[Source records]
»»
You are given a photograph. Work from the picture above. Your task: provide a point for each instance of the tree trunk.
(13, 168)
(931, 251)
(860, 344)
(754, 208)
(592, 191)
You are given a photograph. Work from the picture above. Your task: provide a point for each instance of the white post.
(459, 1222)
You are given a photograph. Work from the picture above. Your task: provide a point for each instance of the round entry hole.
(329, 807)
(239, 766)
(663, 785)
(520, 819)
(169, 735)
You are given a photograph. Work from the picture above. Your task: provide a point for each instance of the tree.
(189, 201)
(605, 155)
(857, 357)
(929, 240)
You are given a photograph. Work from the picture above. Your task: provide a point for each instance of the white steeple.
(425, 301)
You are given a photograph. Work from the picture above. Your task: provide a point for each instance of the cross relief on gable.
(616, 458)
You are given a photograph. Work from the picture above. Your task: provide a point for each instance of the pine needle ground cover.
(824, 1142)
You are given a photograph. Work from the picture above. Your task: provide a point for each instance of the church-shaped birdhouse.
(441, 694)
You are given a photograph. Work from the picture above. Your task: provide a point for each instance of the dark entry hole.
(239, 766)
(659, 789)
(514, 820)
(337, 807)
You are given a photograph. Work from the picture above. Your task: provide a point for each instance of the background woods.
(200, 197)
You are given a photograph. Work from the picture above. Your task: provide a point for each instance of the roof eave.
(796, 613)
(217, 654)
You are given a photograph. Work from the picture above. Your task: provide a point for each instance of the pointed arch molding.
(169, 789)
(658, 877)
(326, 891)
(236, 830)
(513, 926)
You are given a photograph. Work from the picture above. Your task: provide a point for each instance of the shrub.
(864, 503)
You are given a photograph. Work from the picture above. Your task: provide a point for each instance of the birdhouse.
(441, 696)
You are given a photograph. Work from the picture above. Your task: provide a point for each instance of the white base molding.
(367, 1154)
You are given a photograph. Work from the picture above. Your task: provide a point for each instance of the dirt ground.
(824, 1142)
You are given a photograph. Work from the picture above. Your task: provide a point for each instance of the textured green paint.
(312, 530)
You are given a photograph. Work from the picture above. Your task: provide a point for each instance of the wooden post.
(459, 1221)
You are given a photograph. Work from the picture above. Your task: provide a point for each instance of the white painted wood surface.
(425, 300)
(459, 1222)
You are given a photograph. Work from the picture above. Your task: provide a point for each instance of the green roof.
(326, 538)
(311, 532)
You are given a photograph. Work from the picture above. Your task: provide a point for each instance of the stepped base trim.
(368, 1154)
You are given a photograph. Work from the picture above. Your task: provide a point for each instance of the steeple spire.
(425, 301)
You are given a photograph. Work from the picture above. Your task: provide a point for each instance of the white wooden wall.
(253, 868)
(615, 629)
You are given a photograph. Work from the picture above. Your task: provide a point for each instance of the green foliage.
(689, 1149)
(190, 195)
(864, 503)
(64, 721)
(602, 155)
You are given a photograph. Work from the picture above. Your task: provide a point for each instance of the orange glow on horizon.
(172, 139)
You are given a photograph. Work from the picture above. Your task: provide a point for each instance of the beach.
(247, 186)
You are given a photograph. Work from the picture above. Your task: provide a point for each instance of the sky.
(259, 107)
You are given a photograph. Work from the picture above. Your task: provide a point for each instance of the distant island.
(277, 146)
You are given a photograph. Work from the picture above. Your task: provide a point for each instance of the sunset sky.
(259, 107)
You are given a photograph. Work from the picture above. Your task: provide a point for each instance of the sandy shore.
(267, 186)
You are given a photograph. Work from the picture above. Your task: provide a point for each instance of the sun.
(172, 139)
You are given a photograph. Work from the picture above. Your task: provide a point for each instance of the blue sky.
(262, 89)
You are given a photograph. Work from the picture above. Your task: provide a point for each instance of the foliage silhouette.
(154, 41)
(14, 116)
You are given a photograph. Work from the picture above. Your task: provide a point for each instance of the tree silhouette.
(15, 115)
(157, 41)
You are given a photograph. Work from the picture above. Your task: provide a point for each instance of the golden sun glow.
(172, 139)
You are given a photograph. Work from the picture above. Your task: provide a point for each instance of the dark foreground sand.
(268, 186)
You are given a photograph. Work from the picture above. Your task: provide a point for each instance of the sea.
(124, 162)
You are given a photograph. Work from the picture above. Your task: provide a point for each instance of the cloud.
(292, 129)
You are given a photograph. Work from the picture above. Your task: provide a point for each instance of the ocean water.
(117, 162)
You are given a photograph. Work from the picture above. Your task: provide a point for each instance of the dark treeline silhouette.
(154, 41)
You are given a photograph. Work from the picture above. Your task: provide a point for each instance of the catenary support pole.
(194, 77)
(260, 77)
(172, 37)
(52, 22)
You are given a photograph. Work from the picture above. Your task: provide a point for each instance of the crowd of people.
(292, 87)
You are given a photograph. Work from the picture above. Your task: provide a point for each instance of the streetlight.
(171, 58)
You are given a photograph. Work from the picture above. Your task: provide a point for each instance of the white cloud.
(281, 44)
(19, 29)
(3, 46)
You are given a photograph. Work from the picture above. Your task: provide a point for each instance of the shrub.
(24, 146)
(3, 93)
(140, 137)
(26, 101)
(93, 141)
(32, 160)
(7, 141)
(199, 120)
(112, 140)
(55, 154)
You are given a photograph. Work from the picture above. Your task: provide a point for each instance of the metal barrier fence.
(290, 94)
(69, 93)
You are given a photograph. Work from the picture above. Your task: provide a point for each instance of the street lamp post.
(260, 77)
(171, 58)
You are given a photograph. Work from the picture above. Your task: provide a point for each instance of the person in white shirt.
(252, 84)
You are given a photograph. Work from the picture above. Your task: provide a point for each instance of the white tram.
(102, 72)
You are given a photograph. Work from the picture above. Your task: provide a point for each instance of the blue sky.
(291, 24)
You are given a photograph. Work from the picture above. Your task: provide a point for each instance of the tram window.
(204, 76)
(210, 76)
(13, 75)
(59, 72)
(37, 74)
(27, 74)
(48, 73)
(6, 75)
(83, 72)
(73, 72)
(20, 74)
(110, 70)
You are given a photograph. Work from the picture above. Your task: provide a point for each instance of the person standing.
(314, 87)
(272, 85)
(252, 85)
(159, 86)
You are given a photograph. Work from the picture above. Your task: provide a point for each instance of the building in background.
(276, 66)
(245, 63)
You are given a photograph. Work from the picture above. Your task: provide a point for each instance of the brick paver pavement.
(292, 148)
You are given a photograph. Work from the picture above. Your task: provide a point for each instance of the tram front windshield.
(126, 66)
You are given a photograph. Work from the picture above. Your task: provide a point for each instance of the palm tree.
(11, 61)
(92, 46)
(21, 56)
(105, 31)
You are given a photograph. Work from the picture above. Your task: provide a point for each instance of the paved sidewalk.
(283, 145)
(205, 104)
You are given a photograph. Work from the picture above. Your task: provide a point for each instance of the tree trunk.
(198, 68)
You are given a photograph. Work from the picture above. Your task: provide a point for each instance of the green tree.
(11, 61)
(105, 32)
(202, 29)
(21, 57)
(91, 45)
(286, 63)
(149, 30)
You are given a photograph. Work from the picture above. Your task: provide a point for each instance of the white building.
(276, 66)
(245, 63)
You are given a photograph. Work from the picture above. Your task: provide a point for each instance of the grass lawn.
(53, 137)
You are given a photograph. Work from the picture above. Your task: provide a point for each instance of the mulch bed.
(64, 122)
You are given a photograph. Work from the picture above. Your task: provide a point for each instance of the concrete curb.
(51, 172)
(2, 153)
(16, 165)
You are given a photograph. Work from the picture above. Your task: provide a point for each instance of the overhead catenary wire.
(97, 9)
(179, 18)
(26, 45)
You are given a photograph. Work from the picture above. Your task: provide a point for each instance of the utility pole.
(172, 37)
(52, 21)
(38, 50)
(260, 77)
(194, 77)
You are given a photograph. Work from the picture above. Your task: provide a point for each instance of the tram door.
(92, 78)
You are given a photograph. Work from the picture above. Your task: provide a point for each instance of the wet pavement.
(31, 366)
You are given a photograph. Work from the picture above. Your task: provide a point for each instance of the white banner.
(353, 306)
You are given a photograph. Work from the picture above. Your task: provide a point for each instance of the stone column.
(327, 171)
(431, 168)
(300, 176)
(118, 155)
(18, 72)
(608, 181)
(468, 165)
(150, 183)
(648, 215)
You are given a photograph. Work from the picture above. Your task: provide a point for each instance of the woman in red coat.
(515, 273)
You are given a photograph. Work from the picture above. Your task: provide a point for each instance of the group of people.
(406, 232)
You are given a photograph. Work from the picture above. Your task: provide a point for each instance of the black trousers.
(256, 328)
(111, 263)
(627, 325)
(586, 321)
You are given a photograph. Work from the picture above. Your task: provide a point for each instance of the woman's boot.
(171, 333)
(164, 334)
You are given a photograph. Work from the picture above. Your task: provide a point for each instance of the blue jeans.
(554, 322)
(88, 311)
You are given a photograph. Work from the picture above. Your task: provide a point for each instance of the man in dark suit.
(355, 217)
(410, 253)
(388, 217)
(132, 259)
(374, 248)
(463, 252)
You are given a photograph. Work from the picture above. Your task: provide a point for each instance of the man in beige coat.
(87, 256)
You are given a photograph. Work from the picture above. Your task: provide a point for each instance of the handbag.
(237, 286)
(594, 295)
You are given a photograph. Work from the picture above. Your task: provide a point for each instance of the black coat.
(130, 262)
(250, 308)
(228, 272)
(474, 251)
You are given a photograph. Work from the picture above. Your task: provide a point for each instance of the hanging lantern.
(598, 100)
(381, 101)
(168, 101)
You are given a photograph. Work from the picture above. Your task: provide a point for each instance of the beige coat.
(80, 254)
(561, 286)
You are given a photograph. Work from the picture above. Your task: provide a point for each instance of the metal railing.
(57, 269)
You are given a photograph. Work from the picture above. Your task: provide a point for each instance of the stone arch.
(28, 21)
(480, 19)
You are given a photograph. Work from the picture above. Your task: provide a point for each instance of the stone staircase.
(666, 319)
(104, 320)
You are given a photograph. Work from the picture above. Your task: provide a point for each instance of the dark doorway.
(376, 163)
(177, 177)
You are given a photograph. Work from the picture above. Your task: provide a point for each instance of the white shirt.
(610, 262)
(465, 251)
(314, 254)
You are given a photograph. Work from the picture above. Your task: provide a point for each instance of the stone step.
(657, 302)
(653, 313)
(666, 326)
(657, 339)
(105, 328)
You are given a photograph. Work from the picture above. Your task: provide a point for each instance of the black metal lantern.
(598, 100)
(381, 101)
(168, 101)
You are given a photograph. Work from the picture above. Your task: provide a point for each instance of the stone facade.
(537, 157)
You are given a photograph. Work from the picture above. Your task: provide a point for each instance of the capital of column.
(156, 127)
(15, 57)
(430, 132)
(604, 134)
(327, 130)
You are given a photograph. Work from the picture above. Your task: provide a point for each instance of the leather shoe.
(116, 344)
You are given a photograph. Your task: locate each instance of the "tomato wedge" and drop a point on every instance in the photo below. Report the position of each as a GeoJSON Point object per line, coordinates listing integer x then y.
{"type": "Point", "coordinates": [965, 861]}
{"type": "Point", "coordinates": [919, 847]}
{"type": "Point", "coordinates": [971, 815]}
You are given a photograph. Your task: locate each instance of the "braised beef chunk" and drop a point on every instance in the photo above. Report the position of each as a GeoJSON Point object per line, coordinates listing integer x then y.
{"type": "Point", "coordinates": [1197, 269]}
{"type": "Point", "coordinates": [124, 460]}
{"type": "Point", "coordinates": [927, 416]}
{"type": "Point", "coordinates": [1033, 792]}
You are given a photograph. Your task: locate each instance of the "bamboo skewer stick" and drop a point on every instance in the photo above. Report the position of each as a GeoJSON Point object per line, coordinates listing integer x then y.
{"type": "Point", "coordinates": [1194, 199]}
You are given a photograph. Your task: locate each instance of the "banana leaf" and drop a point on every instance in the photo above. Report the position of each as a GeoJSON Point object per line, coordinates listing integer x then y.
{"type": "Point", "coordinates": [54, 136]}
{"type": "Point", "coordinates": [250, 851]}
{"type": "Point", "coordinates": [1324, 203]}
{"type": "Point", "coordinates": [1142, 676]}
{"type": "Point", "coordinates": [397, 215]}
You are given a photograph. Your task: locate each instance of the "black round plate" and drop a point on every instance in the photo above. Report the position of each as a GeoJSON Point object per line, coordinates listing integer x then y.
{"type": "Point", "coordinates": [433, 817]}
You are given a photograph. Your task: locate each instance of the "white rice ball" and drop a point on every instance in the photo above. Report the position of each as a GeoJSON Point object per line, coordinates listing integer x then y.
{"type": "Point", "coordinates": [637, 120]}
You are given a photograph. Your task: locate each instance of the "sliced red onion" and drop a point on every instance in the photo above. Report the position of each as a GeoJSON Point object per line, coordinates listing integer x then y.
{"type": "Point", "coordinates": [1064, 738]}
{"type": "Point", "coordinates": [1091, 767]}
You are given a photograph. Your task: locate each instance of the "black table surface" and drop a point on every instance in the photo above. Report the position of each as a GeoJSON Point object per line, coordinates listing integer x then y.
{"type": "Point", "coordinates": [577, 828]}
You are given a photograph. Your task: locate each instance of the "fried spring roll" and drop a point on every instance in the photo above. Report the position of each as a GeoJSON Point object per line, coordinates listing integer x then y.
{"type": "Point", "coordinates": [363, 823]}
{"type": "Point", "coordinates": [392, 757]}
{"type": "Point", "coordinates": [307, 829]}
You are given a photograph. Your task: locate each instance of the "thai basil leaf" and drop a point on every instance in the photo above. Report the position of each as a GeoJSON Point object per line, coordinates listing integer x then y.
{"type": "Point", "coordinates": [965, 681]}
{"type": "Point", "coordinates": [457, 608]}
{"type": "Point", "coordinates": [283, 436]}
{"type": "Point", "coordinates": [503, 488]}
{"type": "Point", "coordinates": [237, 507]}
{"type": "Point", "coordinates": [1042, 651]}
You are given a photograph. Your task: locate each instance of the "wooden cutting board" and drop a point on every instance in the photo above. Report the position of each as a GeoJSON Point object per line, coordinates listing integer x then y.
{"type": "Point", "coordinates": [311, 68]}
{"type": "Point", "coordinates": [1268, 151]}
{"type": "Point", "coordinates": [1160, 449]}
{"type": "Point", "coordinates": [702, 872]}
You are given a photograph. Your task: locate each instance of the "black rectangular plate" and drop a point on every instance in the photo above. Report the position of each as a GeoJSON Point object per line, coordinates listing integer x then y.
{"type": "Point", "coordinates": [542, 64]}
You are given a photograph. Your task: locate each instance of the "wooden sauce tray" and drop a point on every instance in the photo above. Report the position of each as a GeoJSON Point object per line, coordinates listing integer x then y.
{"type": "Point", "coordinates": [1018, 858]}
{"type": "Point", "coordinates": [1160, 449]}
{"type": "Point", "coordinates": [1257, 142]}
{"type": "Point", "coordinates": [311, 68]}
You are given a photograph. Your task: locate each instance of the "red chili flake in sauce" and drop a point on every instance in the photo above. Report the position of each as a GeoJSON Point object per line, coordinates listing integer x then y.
««
» Task directions
Find each line of the records that contains the string "building", and copy those lines. Matching is case-sensitive.

» Solution to this task
You are given a photograph. Work from the picture above. Your task: provide a point for each instance of the building in background.
You are given a photograph. Work from the picture above. Your task: provide a point for each instance of the white building.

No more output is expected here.